**Source passage**.
Sir Arthur Noel Stockdale  (25 December 1920 – 2 February 2004) was an English businessman who co-founded the British supermarket chain Asda, alongside Peter and Fred Asquith.

Early life 
Stockdale was born at The Mill in the Yorkshire village of Pateley Bridge on 25 December 1920, the son of Arthur Stockdale (d. 1961) and Florence Alberta (née Wilson). He was educated at Woodhouse Grove School in Apperley Bridge near Bradford. His father Arthur was a farmer who established Hindells Dairy Farmers, a West Riding of Yorkshire co-operative which became Associated Dairies in 1949. Arthur was its managing director until his death in 1961.

Stockdale briefly worked at his father's business after leaving school, before embarking on a dairying diploma at the University of Reading.

Military career 
Stockdale's studies at Reading were interrupted by the Second World War. He volunteered for the RAF in 1940, serving as a pilot, and flying instructor, reaching the rank of Squadron Leader.

**Records shown**.
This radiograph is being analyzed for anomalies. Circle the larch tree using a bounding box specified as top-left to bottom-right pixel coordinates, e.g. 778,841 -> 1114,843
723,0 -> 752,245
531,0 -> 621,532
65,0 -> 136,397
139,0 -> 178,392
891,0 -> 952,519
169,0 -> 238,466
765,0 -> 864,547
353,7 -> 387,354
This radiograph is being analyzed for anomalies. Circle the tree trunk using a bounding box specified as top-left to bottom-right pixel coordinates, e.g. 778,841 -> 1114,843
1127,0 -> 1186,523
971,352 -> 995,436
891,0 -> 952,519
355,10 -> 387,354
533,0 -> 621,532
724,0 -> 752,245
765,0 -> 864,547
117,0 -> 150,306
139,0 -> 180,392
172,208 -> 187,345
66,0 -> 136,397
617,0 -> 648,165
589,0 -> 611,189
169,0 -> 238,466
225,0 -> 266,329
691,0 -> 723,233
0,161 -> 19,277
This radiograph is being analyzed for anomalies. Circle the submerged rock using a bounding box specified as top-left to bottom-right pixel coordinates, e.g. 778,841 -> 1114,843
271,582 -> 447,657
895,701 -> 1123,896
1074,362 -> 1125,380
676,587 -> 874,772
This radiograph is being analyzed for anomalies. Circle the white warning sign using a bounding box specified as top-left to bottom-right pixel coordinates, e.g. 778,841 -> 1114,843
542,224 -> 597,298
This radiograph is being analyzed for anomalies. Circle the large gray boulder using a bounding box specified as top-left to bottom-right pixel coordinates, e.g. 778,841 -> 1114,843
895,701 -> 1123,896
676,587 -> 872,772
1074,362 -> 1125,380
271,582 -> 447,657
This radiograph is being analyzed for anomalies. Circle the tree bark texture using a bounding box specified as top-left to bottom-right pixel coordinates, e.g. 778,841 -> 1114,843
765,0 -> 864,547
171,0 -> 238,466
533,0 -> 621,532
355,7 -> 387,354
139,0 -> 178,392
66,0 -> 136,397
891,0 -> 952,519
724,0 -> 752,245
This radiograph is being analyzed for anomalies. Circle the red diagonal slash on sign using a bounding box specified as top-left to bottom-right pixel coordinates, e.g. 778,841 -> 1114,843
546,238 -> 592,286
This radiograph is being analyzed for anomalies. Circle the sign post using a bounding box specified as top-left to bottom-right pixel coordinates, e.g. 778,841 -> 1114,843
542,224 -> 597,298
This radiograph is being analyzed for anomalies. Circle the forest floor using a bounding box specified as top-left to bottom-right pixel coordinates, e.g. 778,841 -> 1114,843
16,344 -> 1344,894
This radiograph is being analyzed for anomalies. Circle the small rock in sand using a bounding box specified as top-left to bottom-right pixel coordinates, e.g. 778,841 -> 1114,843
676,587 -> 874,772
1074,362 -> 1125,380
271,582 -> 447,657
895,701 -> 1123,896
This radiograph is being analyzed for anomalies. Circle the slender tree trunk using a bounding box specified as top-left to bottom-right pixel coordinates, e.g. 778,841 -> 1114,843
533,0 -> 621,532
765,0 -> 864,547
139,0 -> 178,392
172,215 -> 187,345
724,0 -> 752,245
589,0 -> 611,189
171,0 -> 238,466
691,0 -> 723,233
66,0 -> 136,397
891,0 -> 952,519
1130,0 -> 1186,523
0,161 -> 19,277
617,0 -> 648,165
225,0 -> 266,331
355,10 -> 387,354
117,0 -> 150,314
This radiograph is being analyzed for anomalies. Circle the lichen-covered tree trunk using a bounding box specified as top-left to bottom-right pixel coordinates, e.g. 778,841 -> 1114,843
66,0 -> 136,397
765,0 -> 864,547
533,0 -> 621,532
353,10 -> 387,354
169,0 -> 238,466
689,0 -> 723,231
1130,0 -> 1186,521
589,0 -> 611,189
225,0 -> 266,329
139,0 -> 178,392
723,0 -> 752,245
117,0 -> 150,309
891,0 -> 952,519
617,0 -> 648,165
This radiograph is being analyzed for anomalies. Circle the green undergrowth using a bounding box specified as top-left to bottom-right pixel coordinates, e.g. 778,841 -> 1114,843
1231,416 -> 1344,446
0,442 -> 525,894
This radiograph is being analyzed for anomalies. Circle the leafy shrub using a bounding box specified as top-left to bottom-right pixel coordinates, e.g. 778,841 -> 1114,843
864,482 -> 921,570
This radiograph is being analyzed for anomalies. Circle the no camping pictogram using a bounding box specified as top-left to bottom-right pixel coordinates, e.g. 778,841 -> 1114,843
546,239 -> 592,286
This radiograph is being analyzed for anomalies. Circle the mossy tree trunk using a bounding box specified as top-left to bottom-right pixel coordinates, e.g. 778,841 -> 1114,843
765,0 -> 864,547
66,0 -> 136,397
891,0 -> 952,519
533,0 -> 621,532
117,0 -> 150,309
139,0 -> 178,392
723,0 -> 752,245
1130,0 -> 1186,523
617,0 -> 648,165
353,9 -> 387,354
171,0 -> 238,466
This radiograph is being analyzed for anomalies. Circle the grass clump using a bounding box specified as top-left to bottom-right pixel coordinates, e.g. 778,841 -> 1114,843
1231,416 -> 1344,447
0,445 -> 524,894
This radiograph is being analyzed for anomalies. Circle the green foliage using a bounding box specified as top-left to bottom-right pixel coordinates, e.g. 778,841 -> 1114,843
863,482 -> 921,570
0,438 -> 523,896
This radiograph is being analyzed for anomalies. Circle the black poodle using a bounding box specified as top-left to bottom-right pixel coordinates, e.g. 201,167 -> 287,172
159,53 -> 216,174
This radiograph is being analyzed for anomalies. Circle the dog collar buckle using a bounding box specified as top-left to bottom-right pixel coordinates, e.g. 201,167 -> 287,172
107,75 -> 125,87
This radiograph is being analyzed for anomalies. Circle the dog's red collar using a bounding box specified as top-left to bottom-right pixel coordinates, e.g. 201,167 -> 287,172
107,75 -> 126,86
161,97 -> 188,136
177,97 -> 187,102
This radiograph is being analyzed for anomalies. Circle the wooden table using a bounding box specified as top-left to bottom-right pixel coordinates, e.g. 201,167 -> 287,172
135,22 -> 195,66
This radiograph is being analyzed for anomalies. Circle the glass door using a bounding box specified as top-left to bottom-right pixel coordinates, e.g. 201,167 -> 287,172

**Required work**. According to the Noel Stockdale biography, what rank did he reach in the RAF?

**Exercise output**. Squadron Leader